EXCERPTED DATA:
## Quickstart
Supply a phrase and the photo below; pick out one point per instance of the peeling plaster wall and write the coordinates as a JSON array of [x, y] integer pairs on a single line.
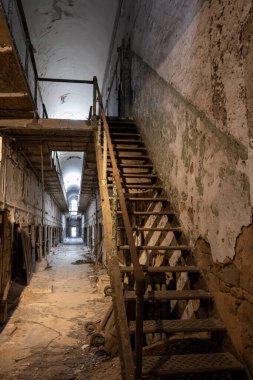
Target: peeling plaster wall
[[71, 41], [92, 221], [192, 96], [23, 193]]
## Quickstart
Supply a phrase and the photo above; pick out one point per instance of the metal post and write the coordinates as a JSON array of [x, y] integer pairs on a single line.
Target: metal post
[[104, 158], [94, 96], [114, 219], [140, 290], [26, 56], [4, 176], [35, 92], [43, 186], [99, 133]]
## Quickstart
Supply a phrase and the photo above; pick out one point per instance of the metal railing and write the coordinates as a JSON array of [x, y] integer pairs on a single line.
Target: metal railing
[[103, 129], [15, 17]]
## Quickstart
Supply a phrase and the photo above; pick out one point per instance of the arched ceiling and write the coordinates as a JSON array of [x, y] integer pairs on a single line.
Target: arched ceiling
[[71, 40], [71, 164]]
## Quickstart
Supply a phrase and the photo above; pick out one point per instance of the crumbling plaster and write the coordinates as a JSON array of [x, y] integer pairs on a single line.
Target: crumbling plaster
[[192, 99], [189, 96], [23, 192]]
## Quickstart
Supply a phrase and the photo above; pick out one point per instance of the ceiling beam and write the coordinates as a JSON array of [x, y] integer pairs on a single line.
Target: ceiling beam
[[45, 125]]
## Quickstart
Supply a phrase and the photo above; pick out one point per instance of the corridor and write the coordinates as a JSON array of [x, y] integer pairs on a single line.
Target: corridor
[[45, 337]]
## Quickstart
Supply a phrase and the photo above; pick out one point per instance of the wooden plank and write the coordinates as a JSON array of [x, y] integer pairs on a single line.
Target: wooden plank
[[163, 269], [192, 363], [115, 276], [170, 295], [181, 325]]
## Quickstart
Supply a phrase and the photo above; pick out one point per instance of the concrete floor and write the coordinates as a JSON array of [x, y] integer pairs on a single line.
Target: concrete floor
[[45, 337]]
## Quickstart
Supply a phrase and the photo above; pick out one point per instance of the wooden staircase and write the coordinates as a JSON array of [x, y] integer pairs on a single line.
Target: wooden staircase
[[174, 329]]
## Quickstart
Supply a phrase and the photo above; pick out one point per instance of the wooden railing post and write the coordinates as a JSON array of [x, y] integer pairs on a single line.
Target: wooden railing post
[[94, 96], [104, 157], [137, 269]]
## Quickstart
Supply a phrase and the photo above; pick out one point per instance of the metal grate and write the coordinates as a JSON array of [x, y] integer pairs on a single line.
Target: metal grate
[[175, 326], [194, 363]]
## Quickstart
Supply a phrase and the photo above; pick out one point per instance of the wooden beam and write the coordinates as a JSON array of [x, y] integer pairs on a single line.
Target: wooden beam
[[46, 124], [13, 94]]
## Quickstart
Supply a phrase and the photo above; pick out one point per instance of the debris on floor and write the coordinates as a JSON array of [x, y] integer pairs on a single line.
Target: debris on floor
[[45, 337]]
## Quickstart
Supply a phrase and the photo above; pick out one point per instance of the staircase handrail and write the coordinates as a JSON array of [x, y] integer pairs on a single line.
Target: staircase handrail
[[137, 268]]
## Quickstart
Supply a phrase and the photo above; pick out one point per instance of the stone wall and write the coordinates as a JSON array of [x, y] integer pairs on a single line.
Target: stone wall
[[192, 95], [93, 227], [23, 193]]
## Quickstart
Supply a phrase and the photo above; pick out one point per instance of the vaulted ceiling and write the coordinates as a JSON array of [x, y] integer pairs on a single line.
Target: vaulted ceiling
[[71, 40]]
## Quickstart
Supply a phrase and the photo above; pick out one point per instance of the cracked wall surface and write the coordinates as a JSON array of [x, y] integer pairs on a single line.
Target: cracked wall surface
[[192, 95], [23, 193]]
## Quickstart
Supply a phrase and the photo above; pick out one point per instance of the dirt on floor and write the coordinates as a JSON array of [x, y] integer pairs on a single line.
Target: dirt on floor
[[45, 338]]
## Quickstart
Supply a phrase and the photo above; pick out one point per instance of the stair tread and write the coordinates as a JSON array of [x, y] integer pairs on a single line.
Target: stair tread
[[126, 133], [179, 325], [140, 166], [169, 295], [169, 212], [188, 268], [128, 186], [160, 229], [132, 157], [192, 363], [158, 247], [126, 141], [128, 149], [139, 186], [150, 199], [130, 175]]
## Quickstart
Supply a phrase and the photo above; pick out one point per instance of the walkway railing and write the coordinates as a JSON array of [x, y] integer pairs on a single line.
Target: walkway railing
[[110, 235]]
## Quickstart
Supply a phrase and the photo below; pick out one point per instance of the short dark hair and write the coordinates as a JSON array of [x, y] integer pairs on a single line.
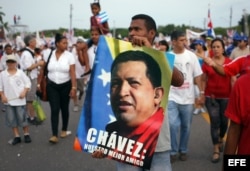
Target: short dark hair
[[59, 37], [153, 71], [149, 21], [95, 4], [165, 43], [7, 46], [28, 38], [176, 34]]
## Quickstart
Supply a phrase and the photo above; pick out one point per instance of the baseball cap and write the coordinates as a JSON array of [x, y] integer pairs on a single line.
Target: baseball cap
[[80, 40], [200, 42], [11, 58]]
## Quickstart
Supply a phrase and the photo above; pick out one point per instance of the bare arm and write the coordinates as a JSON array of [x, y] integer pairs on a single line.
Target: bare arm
[[233, 137], [198, 80], [217, 67], [73, 81]]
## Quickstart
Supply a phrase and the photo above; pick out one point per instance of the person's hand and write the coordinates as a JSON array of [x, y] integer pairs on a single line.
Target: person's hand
[[22, 95], [201, 100], [140, 41], [209, 61], [41, 62], [4, 99], [99, 154], [72, 93]]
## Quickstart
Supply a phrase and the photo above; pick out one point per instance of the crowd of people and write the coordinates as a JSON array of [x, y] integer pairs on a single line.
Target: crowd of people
[[208, 75]]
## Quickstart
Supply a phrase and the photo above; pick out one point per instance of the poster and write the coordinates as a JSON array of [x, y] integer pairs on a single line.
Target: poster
[[97, 124]]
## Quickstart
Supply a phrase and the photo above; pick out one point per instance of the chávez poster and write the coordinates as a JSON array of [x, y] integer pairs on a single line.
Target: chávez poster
[[100, 127]]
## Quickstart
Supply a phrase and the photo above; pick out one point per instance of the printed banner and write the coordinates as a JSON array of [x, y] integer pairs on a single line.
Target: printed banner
[[113, 117]]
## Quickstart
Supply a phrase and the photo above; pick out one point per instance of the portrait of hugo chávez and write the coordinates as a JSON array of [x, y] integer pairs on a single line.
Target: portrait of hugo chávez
[[136, 93]]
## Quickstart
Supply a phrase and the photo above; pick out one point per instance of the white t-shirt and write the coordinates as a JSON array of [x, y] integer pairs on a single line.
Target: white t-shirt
[[188, 64], [26, 61], [59, 70], [13, 85]]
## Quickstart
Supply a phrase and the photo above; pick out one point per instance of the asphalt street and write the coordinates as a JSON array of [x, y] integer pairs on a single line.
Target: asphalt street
[[40, 155]]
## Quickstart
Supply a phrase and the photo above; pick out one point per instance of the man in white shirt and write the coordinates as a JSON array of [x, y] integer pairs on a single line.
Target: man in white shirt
[[181, 99], [29, 65]]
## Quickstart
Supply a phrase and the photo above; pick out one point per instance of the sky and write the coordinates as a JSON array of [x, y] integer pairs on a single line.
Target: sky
[[54, 14]]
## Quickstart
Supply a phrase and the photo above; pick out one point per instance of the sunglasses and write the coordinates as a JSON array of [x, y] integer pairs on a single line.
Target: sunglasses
[[10, 61], [242, 41]]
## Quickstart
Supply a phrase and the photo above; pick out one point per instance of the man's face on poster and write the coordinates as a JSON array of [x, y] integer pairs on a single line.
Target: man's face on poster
[[132, 94]]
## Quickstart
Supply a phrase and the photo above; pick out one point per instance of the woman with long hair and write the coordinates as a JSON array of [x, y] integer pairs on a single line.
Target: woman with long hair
[[217, 91]]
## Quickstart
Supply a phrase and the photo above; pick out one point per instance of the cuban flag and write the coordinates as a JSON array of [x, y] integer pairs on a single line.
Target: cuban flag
[[210, 29], [96, 112], [102, 17]]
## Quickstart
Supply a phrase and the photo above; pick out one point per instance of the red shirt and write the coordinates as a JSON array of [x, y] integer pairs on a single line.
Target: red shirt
[[240, 65], [238, 110], [146, 133], [217, 85]]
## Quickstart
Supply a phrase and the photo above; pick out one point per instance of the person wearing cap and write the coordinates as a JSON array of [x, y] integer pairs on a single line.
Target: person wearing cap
[[208, 45], [241, 49], [14, 85], [7, 51]]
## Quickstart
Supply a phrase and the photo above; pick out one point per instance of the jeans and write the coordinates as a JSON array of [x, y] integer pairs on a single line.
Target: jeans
[[180, 117], [160, 162], [216, 109], [58, 96]]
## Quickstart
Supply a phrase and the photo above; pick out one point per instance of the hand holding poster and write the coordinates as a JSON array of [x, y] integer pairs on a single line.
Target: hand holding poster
[[125, 102]]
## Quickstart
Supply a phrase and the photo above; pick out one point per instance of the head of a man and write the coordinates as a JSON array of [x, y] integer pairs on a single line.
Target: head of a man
[[142, 25], [136, 90], [179, 41], [30, 41]]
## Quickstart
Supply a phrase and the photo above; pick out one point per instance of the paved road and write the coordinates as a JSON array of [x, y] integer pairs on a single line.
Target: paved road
[[40, 155]]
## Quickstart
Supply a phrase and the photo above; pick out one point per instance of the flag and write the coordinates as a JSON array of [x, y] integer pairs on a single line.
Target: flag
[[210, 29], [96, 112], [102, 17], [193, 35], [230, 33]]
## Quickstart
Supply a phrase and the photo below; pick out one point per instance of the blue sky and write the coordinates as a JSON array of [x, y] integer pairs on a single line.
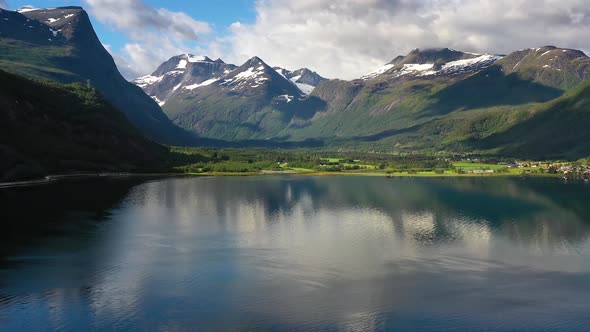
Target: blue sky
[[338, 39], [219, 13]]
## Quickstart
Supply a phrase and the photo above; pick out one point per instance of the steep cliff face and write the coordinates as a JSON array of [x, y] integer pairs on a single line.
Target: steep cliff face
[[60, 44]]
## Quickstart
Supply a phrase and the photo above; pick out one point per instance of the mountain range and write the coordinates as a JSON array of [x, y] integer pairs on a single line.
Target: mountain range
[[529, 103], [427, 100]]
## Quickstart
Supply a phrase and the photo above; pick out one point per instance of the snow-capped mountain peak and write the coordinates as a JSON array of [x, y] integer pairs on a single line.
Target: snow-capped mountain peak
[[305, 79], [434, 62], [182, 72]]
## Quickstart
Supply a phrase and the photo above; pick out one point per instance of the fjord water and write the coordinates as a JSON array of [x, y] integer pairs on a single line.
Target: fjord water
[[296, 253]]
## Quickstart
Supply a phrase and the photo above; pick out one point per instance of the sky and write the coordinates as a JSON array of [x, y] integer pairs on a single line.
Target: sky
[[338, 39]]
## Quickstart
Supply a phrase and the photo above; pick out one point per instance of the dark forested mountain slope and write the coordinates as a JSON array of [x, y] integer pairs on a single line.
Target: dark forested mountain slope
[[60, 44], [52, 128]]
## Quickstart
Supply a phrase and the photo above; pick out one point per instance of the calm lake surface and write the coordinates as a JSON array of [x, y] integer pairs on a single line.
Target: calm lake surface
[[296, 253]]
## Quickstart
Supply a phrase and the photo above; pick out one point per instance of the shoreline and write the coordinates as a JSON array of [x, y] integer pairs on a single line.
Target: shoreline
[[55, 178]]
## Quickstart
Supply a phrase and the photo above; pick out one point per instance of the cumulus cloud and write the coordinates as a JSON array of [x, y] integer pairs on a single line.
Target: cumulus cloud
[[347, 38], [155, 34]]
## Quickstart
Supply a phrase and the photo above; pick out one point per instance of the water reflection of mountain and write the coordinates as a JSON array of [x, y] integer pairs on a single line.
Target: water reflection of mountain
[[519, 209], [57, 209]]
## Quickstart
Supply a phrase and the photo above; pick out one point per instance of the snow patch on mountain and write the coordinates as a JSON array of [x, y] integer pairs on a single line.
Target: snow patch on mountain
[[144, 81], [251, 74], [456, 67], [305, 88], [205, 83], [182, 64], [378, 71]]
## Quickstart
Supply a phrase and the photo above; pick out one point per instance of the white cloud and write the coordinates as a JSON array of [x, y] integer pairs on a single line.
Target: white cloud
[[348, 38], [155, 34]]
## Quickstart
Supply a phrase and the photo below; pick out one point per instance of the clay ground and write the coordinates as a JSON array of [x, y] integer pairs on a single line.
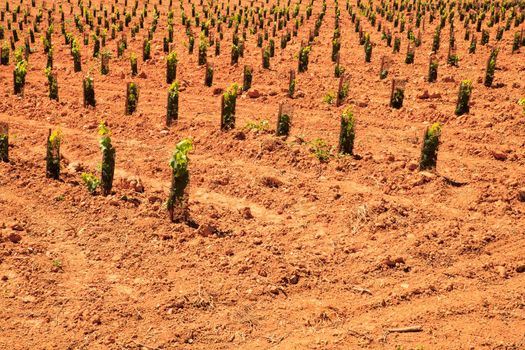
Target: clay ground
[[291, 253]]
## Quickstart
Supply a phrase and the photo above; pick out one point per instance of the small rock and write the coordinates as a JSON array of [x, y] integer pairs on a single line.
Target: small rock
[[294, 279], [14, 237], [393, 262], [274, 290], [254, 94], [272, 182], [17, 227], [154, 199], [247, 213], [521, 194], [425, 95], [499, 155], [239, 136], [206, 230], [501, 271]]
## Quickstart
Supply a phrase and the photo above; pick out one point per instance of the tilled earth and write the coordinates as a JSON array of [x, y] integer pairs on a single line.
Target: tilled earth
[[284, 251]]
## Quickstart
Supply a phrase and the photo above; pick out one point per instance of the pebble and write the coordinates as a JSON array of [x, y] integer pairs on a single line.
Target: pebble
[[521, 194], [501, 271], [254, 94]]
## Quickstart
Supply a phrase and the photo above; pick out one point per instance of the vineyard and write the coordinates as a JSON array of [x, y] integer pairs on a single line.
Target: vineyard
[[271, 174]]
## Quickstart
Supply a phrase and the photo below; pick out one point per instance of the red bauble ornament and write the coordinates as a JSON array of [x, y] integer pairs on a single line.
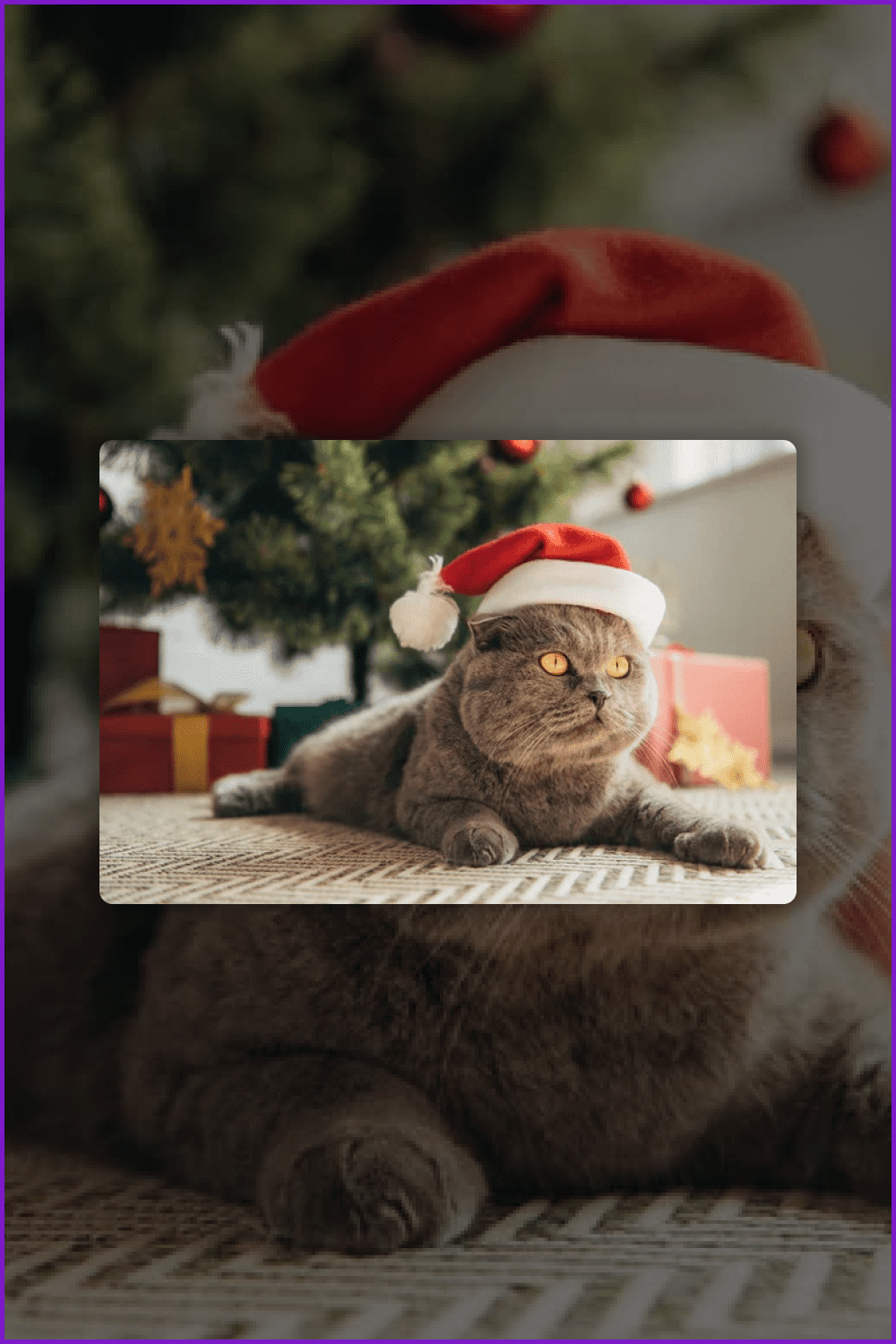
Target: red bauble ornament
[[847, 150], [514, 449], [640, 496], [504, 22]]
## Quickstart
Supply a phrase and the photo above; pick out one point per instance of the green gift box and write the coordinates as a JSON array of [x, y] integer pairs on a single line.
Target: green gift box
[[293, 722]]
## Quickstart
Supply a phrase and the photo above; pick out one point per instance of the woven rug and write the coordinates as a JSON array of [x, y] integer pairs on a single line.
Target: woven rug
[[97, 1253], [166, 849]]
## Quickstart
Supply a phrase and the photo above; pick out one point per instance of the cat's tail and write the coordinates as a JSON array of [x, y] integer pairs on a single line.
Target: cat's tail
[[258, 793]]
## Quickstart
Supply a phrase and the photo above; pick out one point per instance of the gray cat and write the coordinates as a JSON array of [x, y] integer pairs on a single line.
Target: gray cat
[[525, 741], [366, 1075]]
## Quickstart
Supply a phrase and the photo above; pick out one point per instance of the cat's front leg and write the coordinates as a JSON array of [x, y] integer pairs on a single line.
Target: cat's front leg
[[657, 820], [338, 1153], [468, 833]]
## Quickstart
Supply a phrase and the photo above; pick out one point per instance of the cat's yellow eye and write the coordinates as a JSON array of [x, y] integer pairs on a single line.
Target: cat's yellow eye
[[554, 663], [806, 655], [618, 667]]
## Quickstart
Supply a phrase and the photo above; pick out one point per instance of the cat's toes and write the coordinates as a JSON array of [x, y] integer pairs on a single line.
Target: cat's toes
[[371, 1195], [721, 843], [478, 844], [244, 795]]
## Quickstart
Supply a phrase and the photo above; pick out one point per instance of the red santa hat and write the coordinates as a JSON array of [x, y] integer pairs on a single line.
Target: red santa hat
[[573, 333], [546, 562]]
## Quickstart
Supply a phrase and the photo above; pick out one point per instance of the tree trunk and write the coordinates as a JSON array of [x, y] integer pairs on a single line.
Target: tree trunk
[[360, 667]]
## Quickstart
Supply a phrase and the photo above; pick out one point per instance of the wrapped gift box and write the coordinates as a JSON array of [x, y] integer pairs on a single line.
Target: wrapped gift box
[[732, 690], [125, 658], [177, 753], [293, 722]]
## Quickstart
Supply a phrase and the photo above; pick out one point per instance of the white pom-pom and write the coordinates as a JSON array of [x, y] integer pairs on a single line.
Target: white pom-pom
[[425, 618], [226, 403]]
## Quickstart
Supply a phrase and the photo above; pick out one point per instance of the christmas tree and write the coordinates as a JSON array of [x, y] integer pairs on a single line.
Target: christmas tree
[[172, 168], [311, 540]]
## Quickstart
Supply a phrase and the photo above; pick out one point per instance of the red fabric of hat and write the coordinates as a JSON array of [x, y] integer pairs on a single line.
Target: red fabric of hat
[[478, 570], [363, 368]]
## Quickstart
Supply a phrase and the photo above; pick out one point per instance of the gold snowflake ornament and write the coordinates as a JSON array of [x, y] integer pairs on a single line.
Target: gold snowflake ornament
[[174, 535], [704, 747]]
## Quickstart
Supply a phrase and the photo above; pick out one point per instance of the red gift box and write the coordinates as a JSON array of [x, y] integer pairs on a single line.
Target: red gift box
[[734, 690], [125, 656], [177, 753]]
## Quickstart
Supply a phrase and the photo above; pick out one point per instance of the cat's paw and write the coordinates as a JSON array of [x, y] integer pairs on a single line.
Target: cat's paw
[[721, 843], [371, 1195], [478, 844], [246, 795]]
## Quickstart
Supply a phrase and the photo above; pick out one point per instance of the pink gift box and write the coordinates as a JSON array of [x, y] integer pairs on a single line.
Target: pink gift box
[[737, 693]]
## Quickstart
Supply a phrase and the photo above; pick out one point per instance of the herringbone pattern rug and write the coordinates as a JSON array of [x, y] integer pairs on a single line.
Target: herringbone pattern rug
[[96, 1253], [166, 849]]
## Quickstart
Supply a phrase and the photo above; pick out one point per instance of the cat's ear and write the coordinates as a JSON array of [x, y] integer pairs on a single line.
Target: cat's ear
[[487, 632]]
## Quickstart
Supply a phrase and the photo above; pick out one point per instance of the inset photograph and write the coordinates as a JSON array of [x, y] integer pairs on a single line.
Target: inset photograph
[[447, 672]]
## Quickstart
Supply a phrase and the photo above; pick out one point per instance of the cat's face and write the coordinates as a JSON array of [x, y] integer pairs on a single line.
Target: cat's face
[[556, 685], [842, 718]]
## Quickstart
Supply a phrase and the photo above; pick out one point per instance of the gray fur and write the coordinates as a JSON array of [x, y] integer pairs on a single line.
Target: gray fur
[[365, 1075], [500, 754]]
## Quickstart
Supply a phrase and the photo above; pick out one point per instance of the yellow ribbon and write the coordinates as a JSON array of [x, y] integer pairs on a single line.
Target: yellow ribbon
[[188, 731]]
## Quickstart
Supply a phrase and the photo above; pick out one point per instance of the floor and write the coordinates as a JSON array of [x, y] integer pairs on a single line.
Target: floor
[[97, 1253], [167, 849]]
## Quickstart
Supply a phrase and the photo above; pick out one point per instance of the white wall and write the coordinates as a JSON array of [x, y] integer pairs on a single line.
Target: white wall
[[726, 556]]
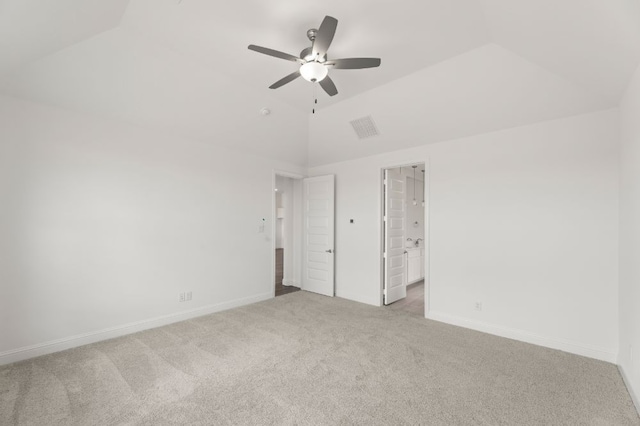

DIRECTION: Copy out the entries above, from the very start through the line that contains "186], [99, 133]]", and leave the pictures out.

ANSWER FOR THE TASK:
## Quickstart
Supply a phrase and the photo below; pick out one point per instance of the peeling plaster wall and write the coordinates as a JSON array of [x, y] integer pairs on a single line.
Target: peeling plaster wall
[[71, 41], [92, 221], [192, 96], [23, 193]]
## Quickstart
Supply a phrase and the photo above; pick out one point per instance of the metal post and write the coordinates as a JSON array of [x, y] integer pairs on a single line.
Target: metal post
[[104, 158], [94, 96], [114, 219], [140, 290], [26, 56], [4, 176], [35, 92], [43, 186], [99, 133]]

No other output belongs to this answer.